- **Raw records**:
-- BEGIN --

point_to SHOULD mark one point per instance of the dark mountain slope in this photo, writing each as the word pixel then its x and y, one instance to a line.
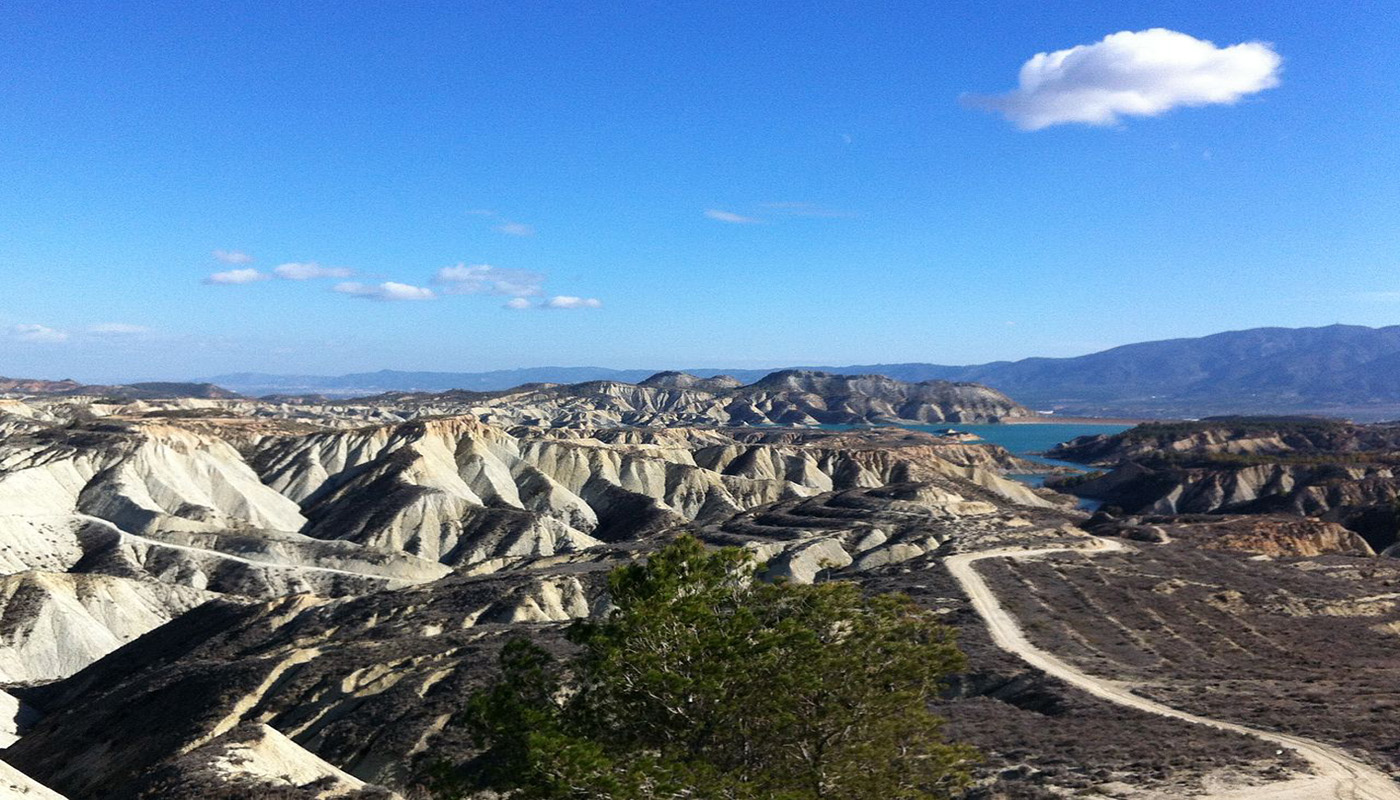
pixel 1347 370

-- END --
-- BEGIN --

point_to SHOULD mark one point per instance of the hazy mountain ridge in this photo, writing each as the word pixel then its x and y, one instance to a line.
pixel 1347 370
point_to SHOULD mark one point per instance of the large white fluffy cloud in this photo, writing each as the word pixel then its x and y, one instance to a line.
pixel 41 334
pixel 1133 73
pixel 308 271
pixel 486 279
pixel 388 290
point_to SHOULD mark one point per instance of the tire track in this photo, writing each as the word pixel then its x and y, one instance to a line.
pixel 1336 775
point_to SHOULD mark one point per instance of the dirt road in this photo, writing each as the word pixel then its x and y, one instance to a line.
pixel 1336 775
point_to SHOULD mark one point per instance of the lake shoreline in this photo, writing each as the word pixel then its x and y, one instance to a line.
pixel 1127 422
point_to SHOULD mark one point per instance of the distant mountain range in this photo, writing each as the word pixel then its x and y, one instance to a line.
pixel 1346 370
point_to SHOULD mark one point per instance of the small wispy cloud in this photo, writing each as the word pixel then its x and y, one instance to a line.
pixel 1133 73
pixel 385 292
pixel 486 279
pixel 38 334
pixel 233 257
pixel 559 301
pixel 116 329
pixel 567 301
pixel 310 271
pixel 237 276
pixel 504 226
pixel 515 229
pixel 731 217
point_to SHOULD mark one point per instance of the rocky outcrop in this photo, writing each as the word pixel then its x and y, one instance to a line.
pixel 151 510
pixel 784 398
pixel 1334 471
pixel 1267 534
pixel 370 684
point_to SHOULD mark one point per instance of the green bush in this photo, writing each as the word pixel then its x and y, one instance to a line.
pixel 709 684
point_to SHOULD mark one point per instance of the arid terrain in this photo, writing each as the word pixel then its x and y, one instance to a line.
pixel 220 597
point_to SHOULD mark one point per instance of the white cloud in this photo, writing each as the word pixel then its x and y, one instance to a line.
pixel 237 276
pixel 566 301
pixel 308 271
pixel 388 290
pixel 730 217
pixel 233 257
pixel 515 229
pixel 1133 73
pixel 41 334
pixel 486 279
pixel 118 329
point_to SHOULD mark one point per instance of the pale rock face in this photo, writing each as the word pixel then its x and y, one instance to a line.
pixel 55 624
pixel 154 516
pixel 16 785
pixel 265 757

-- END --

Format the lines as a Markdown table with the columns "No." and "Line", starting at the line containing "point_to SHOULD mark one point per instance of the white" and ending at the line containing "pixel 265 757", both included. Number each line and leave out any blank lines.

| No. | Line |
|---|---|
| 1 | point_to SHOULD mark one point per instance of the white cloud in this photo, writing each as the word pixel then its x and y, one instance to a line. |
| 2 | pixel 237 276 |
| 3 | pixel 566 301 |
| 4 | pixel 308 271 |
| 5 | pixel 388 290 |
| 6 | pixel 730 217 |
| 7 | pixel 233 257 |
| 8 | pixel 515 229 |
| 9 | pixel 1133 73 |
| 10 | pixel 41 334 |
| 11 | pixel 486 279 |
| 12 | pixel 118 329 |
| 13 | point_to SHOULD mark one point per instance of the pale rock face in this photo, writing each as the word pixel then its x and y, one instance to a line. |
| 14 | pixel 55 624 |
| 15 | pixel 154 516 |
| 16 | pixel 16 785 |
| 17 | pixel 265 757 |